## Passage to read
BEGIN
After almost 150 days on the picket lines, the WGA Strike may be coming to an end, as the WGA has reached a tentative agreement with the Alliance of Motion Picture and Television Producers on a new labor contract, according to TheWrap.
- The details of the agreement have yet to be made public, with the WGA board expected to vote on the new contract this Tuesday, if the contract language is completed by then.
- With a deal potentially going through, all WGA picket lines have been suspended, however writers are still officially on strike until authorized to return to work by the guild.
- The tentative deal came after talks resumed between the guild and AMPTP on Wednesday, a restart that was preceded by nearly a month of stalled negotiations and finger-pointing between the two sides as to who should make the next counterproposal.
- Escalating financial pressure and urging from showrunners brought both sides back to the table for a deal that provides “meaningful gains and protections for writers in every sector of the membership.”
- Four studio CEOs — Disney’s Bob Iger, NBCUniversal’s Donna Langley, Netflix’s Ted Sarandos and Warner Bros. Discovery’s David Zaslav — were present throughout the first three days of negotiations at the AMPTP’s Sherman Oaks headquarters.
END
Referring expression pointing data
BEGIN
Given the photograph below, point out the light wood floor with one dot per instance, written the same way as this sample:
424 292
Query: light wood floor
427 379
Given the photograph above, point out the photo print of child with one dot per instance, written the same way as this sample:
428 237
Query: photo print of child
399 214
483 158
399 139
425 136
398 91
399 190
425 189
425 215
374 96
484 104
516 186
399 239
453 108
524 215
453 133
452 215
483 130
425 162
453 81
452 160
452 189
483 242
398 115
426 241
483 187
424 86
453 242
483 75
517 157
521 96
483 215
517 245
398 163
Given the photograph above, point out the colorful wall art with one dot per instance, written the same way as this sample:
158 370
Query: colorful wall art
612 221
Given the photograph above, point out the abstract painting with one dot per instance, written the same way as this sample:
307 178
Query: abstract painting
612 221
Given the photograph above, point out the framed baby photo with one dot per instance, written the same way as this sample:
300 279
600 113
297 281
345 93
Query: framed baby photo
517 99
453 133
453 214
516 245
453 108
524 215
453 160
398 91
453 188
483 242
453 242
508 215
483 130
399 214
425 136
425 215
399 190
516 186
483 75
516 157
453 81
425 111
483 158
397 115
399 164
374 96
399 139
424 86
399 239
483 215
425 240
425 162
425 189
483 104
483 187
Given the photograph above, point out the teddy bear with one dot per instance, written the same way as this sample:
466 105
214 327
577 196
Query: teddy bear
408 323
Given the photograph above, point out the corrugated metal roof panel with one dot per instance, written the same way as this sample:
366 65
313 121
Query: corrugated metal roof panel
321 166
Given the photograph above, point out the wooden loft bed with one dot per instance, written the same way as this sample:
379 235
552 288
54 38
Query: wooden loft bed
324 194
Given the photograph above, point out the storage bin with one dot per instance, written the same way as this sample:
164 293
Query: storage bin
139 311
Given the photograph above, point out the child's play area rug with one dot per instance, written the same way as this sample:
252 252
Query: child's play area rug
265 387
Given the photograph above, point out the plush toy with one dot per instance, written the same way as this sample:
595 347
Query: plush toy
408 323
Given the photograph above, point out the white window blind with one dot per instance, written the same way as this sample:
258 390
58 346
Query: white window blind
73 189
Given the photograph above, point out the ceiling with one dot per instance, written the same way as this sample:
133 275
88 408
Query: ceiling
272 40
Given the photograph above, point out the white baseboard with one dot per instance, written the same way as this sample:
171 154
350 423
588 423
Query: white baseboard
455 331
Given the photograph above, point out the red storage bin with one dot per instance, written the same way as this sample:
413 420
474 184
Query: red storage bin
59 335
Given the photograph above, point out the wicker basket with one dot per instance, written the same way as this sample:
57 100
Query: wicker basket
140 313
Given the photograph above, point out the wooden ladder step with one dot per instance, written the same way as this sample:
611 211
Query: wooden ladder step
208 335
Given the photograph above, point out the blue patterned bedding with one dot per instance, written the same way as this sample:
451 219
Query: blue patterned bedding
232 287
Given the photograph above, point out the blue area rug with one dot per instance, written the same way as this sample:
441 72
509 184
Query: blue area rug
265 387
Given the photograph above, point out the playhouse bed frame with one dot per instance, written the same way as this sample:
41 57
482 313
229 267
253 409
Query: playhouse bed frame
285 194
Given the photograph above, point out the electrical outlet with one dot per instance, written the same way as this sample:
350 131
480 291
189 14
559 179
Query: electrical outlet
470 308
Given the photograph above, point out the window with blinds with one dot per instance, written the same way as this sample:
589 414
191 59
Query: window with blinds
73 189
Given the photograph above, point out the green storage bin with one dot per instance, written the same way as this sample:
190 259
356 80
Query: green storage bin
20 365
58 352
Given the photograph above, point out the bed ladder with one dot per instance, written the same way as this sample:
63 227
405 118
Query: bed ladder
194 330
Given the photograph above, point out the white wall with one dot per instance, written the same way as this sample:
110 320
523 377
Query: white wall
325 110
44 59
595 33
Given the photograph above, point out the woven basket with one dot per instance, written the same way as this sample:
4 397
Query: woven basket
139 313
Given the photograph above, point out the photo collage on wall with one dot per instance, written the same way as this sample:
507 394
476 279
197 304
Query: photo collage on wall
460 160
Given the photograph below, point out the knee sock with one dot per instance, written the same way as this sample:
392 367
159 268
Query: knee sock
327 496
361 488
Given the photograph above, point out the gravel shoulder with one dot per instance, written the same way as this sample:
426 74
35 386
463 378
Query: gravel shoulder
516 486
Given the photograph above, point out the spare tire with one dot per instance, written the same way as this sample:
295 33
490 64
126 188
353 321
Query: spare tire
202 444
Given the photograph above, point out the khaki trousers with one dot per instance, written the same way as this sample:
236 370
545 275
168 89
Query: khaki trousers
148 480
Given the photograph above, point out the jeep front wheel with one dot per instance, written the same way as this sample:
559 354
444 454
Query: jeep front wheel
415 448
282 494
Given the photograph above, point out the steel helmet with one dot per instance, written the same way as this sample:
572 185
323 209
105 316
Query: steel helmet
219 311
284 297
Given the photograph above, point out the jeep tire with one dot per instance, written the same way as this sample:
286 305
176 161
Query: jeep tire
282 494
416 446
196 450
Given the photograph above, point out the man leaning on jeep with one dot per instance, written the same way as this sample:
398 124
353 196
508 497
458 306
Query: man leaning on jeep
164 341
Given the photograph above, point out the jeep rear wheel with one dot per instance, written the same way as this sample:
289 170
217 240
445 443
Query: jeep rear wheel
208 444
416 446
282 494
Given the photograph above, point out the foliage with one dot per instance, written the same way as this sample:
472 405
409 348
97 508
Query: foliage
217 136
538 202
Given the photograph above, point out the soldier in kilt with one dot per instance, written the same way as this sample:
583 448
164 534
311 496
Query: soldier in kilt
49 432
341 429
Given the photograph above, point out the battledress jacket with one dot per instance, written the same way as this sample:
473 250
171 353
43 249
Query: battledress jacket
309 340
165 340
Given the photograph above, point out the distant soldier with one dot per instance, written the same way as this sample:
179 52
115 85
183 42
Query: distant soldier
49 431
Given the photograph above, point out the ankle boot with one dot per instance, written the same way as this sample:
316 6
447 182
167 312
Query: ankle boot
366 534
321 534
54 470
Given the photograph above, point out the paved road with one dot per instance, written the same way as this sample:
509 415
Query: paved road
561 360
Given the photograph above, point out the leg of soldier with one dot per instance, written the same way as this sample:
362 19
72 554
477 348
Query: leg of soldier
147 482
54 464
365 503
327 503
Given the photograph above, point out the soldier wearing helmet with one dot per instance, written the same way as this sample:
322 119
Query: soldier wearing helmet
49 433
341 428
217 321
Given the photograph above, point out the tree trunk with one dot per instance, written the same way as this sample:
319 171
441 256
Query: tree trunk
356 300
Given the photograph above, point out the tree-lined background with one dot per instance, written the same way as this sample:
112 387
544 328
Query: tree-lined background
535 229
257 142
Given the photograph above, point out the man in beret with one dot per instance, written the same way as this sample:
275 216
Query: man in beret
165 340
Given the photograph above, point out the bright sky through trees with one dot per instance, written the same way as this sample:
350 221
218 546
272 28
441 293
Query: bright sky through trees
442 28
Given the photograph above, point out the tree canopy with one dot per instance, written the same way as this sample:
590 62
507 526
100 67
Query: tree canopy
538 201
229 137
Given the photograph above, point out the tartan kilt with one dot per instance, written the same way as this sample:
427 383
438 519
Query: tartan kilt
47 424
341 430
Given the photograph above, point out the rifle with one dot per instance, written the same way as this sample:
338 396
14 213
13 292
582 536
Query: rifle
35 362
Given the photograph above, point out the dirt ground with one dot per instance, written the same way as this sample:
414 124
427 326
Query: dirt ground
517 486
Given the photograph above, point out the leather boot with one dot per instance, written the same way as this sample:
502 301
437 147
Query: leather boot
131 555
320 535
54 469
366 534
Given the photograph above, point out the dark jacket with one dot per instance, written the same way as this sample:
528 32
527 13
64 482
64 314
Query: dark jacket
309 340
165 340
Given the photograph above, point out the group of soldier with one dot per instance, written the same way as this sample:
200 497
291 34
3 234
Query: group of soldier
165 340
END
## Tasks to carry out
A. In the passage on the WGA strike, give the part starting with "- The details" and going on through "completed by then." again, swapping "Tuesday" for "Monday".
B. Answer these questions from the passage on the WGA strike.
(i) For about how many days had writers been on the picket lines?
(ii) On what day did talks between the guild and the AMPTP resume?
(iii) Where were the first three days of negotiations held?
C. Decide whether each statement agrees with the passage on the WGA strike.
(i) The details of the agreement have already been made public.
(ii) Writers remain officially on strike even though picket lines have been suspended.
(iii) Five studio CEOs were present during the first three days of negotiations.

## Numbered responses
A.
- The details of the agreement have yet to be made public, with the WGA board expected to vote on the new contract this Monday, if the contract language is completed by then.

B.
(i) Almost 150 days.
(ii) Wednesday.
(iii) At the AMPTP's Sherman Oaks headquarters.

C.
(i) No: "The details of the agreement have yet to be made public"
(ii) Yes: "writers are still officially on strike until authorized to return to work by the guild"
(iii) No: "Four studio CEOs"